**Set task**.
Write the data out again exactly, dropping any images it holds.

**Records shown**.
•••••

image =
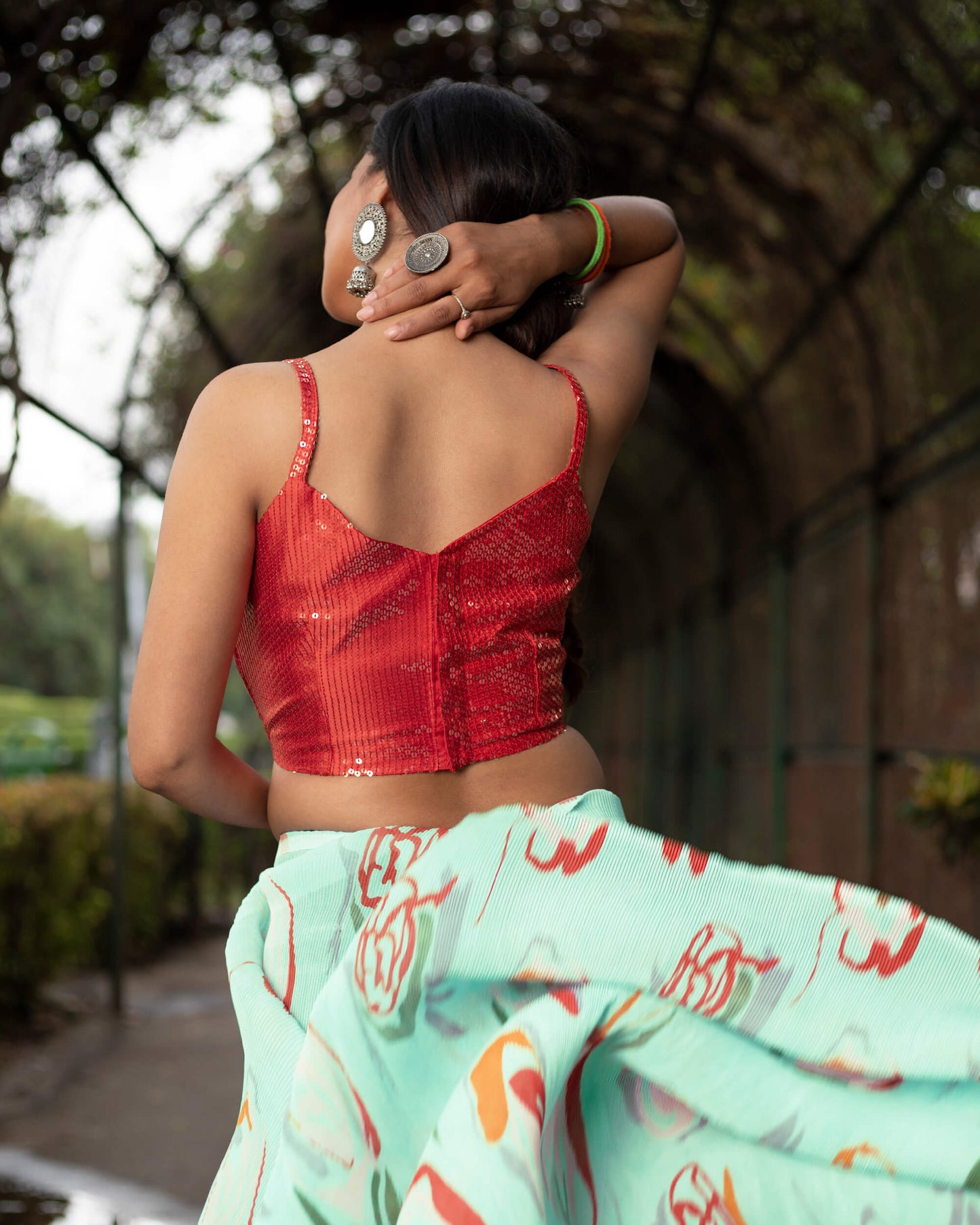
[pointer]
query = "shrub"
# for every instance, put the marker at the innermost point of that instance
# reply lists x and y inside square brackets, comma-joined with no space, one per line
[56,877]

•••••

**Solution to the problem**.
image =
[pointer]
query = "shrub"
# for every instance, put the marker at the innermost point of that instance
# reply lists x and y inside square brackets, comma-joined with no space, one per line
[56,877]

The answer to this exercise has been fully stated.